Task
Retype each of the rows below character for character, keeping every line in its original order.

— BEGIN Records supplied —

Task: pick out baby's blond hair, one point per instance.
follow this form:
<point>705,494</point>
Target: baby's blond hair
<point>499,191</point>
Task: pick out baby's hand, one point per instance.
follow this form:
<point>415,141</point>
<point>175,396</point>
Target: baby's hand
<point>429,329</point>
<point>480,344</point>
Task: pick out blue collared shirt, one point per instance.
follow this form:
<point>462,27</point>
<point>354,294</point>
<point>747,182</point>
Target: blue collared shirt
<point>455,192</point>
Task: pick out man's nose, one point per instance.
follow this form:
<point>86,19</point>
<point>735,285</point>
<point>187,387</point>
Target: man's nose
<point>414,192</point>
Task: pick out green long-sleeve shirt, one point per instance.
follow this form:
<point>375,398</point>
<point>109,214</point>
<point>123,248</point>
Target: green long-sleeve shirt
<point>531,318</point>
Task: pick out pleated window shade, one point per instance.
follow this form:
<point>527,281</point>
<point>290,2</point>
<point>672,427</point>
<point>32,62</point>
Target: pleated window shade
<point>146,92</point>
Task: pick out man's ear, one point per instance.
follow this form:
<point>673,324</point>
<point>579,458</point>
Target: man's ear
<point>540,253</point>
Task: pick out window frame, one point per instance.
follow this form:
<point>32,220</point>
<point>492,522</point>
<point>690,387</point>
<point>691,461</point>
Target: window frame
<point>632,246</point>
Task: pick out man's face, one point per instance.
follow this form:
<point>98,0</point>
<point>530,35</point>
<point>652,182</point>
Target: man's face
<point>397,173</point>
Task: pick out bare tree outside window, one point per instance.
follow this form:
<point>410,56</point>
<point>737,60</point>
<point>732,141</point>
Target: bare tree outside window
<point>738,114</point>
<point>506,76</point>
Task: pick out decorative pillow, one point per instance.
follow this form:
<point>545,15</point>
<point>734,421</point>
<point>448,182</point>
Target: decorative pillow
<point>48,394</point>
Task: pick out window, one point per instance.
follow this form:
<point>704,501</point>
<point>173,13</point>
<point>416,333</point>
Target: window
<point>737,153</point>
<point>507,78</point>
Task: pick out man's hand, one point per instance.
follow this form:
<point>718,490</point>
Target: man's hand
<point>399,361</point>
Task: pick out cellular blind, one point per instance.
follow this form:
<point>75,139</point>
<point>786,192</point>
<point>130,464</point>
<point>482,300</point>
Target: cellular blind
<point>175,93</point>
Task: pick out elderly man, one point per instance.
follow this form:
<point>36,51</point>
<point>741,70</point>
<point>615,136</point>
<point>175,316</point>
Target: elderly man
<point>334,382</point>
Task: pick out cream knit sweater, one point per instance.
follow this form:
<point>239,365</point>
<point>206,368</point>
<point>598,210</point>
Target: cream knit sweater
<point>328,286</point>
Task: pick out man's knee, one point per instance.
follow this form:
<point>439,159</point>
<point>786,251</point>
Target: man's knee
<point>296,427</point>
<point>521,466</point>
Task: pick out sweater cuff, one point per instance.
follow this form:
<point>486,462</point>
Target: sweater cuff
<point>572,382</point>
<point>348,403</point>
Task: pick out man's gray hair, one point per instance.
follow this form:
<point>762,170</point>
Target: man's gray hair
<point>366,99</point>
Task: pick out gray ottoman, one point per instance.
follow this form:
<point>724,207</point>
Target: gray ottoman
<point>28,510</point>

— END Records supplied —

Answer to the exercise
Task: pick out baby's blond hair, one point per instance.
follow this form:
<point>705,494</point>
Target: baby's blond hair
<point>499,191</point>
Task: pick out baby's hand, one point per instance.
follow this form:
<point>415,141</point>
<point>175,396</point>
Target: baby's hand
<point>429,329</point>
<point>480,344</point>
Task: pick out blue collared shirt, one point per instance.
follow this form:
<point>462,27</point>
<point>354,294</point>
<point>747,182</point>
Target: blue collared shirt
<point>455,192</point>
Task: pick out man's nose, one point per instance.
follow this form:
<point>86,19</point>
<point>735,285</point>
<point>187,387</point>
Target: man's nose
<point>414,192</point>
Task: pick out green long-sleeve shirt, one point per instance.
follow this form:
<point>375,398</point>
<point>109,214</point>
<point>123,248</point>
Target: green long-sleeve shirt
<point>531,318</point>
Task: pick out pleated window shade, one point per instance.
follow this form:
<point>527,281</point>
<point>290,2</point>
<point>672,427</point>
<point>32,62</point>
Target: pleated window shade
<point>146,92</point>
Task: pick out man's ear, one point per instance.
follow this form:
<point>673,324</point>
<point>579,458</point>
Target: man's ear
<point>540,253</point>
Task: pick out window frame, one point per instance.
follow this form:
<point>32,220</point>
<point>492,522</point>
<point>690,387</point>
<point>691,461</point>
Target: window frame
<point>632,246</point>
Task: pick out man's face, one point per instance.
follow this form:
<point>98,0</point>
<point>530,35</point>
<point>652,182</point>
Target: man's face
<point>397,173</point>
Task: pick out bare tree outside window, one point per instance.
follow this form:
<point>410,56</point>
<point>737,60</point>
<point>732,141</point>
Target: bare tree outside window
<point>738,114</point>
<point>506,76</point>
Task: pick out decorative pillow, one point per instance.
follow this form:
<point>545,15</point>
<point>734,421</point>
<point>448,182</point>
Target: decorative pillow
<point>48,394</point>
Task: pick out window, one point per instance.
follow this form:
<point>704,501</point>
<point>173,13</point>
<point>416,333</point>
Target: window
<point>737,153</point>
<point>507,78</point>
Task: pick out man's hand, one point per instance.
follow this form:
<point>718,490</point>
Target: man's hand
<point>399,361</point>
Task: pick out cellular blind, one point per instance.
follow this form:
<point>75,139</point>
<point>786,192</point>
<point>130,464</point>
<point>482,300</point>
Target: cellular blind
<point>175,93</point>
Task: pick out elderly man, one point per instance.
follow this form:
<point>36,51</point>
<point>741,70</point>
<point>615,136</point>
<point>175,316</point>
Target: elderly man
<point>334,382</point>
Task: pick out cream knit sweater, one point per instance.
follow this form:
<point>239,365</point>
<point>206,368</point>
<point>598,210</point>
Target: cream knit sweater
<point>328,286</point>
Task: pick out man's knee, one point per instance.
follow this form:
<point>439,159</point>
<point>786,251</point>
Target: man's knee
<point>296,427</point>
<point>521,466</point>
Task: pick out sweater cuff, one point per instance.
follow this form:
<point>486,462</point>
Target: sweater cuff
<point>572,382</point>
<point>348,403</point>
Task: pick out man's gray hair, one point per instance.
follow this form:
<point>762,170</point>
Target: man's gray hair
<point>366,99</point>
Task: pick out gray ottoman, one point per instance.
follow this form:
<point>724,207</point>
Target: gray ottoman
<point>28,510</point>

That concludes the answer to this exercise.